#### Task requirements:
Write out the material below word for word, from its first line through the line containing "[[325, 185]]", with both of those lines included.

#### Provided records:
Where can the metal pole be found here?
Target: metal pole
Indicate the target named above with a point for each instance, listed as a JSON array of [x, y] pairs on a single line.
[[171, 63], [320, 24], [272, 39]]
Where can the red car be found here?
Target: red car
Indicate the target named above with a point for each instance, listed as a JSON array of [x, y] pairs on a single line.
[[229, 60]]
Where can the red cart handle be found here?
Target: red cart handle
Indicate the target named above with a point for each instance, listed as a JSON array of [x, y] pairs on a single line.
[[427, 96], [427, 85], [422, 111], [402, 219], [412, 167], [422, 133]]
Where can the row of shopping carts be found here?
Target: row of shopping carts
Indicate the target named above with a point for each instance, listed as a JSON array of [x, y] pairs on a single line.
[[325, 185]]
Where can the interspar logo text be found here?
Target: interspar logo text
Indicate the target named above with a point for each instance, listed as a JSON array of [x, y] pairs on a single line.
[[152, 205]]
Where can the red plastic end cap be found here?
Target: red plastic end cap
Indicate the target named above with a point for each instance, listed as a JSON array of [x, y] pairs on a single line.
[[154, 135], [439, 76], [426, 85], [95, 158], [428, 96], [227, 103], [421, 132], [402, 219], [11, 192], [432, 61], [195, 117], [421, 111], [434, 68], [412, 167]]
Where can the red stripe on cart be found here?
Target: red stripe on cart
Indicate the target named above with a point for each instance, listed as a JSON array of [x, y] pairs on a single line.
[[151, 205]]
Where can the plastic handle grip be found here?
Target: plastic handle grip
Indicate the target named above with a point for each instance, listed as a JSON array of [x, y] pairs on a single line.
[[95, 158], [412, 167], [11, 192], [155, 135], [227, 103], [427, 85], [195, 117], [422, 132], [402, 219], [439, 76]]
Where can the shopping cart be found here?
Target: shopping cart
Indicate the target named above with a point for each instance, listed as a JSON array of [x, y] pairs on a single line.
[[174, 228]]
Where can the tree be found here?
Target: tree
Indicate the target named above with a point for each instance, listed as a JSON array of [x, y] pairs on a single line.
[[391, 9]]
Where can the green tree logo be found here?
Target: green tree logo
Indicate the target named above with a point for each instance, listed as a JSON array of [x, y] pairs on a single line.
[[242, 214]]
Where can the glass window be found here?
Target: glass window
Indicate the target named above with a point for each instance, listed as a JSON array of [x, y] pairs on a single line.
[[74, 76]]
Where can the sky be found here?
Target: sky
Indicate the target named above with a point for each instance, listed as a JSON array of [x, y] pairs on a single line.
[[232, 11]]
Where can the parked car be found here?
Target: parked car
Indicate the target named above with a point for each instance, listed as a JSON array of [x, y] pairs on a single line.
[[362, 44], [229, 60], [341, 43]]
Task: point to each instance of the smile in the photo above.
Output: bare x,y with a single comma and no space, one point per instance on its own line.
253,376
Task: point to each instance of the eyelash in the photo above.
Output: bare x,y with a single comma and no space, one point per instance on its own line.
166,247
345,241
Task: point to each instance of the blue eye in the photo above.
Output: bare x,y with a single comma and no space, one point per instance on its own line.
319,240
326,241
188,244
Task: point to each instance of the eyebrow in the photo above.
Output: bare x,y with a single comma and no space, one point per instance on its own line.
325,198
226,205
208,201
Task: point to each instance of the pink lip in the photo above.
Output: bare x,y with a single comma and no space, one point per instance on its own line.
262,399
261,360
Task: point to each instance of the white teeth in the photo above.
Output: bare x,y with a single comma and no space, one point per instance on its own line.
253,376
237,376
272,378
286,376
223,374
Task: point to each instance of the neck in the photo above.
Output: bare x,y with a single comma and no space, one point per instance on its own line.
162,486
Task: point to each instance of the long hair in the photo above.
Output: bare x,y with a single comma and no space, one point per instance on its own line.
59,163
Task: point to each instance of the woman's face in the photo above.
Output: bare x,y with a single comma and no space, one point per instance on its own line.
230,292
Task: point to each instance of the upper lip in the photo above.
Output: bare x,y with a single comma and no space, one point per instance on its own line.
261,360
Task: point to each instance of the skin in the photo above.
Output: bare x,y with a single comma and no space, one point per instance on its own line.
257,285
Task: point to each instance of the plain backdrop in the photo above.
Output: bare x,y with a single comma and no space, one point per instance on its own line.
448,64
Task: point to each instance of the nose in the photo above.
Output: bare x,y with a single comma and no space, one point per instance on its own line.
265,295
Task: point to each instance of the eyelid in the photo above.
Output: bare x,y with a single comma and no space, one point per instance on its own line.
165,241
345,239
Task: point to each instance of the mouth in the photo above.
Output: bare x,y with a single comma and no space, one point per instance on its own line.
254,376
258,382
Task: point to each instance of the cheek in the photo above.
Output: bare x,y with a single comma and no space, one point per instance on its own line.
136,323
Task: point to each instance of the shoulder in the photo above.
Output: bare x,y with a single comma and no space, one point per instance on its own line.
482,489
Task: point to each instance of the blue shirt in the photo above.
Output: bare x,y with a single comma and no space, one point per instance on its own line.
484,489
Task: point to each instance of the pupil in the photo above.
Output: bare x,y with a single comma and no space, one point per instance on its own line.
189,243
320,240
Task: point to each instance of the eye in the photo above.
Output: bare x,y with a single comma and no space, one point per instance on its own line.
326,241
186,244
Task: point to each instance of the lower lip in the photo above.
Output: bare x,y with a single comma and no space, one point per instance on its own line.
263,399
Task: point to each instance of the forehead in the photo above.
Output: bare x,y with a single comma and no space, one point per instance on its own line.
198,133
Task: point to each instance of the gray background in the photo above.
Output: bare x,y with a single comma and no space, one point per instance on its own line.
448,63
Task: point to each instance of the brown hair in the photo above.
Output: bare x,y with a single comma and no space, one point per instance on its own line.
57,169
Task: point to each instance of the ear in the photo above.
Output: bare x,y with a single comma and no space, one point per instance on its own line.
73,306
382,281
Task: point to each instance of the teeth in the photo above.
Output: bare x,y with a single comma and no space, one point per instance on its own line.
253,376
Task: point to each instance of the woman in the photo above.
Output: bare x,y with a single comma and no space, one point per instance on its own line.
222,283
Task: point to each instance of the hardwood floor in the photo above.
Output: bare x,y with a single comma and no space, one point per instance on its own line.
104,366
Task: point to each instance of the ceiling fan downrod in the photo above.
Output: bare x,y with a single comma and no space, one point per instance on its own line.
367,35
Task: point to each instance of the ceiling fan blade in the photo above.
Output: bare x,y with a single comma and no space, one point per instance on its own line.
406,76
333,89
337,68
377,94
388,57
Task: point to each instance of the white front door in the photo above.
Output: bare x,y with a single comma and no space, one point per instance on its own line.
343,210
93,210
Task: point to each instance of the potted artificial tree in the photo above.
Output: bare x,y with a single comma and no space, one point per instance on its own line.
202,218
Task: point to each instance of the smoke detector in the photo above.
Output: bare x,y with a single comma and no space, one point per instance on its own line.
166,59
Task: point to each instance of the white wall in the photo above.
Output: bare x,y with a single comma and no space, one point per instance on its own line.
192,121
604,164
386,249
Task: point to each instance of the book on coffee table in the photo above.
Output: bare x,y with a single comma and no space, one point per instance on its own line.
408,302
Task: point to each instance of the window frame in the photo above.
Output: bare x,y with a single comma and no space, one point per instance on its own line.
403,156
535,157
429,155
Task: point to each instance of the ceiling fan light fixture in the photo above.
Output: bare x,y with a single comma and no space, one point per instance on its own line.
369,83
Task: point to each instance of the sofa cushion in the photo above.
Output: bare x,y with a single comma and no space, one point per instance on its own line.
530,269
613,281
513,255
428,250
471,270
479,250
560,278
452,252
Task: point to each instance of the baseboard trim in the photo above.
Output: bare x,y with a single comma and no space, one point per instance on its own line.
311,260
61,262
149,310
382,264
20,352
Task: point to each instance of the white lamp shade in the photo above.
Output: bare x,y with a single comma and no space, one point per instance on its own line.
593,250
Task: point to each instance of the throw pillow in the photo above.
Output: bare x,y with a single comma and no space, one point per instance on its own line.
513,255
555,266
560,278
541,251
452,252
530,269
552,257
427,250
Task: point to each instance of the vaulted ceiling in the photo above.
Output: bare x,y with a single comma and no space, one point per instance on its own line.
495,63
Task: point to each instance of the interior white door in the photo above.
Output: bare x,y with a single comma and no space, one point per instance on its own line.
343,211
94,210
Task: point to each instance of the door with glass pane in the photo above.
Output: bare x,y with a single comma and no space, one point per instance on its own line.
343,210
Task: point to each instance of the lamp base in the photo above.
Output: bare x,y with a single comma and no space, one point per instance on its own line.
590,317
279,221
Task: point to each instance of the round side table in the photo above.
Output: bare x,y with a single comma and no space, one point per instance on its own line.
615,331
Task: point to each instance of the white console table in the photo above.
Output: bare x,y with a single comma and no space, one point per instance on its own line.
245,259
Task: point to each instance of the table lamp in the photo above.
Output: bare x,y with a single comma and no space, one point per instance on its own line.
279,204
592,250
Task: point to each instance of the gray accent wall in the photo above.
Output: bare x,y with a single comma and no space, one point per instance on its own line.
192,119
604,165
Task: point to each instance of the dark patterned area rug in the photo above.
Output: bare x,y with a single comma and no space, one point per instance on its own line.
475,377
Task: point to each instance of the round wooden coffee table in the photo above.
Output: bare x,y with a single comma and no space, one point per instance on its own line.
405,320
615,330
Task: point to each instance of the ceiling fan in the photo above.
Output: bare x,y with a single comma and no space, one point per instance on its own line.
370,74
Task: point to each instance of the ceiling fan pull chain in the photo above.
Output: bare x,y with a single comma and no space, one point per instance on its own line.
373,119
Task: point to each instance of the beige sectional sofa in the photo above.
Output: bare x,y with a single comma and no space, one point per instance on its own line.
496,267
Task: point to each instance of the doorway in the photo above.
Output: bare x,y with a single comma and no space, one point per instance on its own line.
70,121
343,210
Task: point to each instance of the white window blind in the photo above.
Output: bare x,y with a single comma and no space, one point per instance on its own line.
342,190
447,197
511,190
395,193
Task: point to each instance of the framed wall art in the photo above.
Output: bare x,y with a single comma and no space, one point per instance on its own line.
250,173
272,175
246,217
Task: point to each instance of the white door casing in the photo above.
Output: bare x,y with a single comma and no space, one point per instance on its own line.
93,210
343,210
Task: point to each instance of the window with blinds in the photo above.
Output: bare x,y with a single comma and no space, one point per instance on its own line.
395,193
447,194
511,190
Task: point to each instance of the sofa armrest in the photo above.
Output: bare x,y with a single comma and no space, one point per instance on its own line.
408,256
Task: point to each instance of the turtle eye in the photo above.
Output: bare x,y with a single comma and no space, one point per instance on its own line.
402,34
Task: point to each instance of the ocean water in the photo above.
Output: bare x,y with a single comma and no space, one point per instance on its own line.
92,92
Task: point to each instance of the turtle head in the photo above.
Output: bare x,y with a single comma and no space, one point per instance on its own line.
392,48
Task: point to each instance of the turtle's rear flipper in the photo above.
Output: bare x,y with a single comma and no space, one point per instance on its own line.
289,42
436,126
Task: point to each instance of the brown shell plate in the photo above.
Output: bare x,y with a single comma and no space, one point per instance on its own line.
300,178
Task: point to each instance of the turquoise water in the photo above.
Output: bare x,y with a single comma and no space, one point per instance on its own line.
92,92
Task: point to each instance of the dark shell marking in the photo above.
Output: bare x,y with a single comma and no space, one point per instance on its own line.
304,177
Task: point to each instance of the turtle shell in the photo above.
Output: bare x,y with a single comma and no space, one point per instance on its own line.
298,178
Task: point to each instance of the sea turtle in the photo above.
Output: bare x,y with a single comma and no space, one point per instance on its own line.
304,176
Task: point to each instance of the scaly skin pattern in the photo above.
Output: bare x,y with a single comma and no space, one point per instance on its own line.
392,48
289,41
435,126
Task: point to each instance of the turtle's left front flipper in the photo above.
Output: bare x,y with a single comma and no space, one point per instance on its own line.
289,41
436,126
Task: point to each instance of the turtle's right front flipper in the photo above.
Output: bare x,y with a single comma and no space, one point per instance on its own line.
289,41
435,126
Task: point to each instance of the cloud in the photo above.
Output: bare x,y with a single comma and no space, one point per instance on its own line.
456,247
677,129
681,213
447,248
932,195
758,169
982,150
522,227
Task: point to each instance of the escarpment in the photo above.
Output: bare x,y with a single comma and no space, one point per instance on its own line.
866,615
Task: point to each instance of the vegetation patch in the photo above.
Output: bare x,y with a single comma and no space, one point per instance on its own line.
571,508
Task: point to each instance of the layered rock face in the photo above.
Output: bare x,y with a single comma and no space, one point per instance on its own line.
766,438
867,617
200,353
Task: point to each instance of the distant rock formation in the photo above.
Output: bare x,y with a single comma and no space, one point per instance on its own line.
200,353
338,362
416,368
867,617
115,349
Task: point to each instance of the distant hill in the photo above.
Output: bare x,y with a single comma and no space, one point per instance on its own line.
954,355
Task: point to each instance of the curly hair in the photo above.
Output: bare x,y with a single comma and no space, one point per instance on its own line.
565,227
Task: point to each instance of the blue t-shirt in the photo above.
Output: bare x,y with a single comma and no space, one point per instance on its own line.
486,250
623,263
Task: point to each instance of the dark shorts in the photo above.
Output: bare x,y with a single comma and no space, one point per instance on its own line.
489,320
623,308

#### Exercise answer:
Where can the metal pole be found here?
Target: metal pole
Indicate the target named above with a point for each instance, listed as a JSON array of [x, y] pairs on a single line.
[[171, 63], [320, 24], [272, 39]]
Where can the red car be found here?
Target: red car
Indicate the target named above with a point for each instance, listed as a JSON array of [x, y] pairs on a single line.
[[229, 60]]
Where can the red cart handle be found here?
Target: red cart handle
Indicate the target named above with a point for each instance, listed as a JSON array of [x, y] pairs on a single line.
[[427, 96], [427, 85], [422, 111], [402, 219], [412, 167], [422, 133]]
Where can the row of shopping carts be found here?
Target: row of shopping carts
Indicate the target named above with a point for each instance, listed as a JSON array of [x, y] pairs on a single line.
[[325, 185]]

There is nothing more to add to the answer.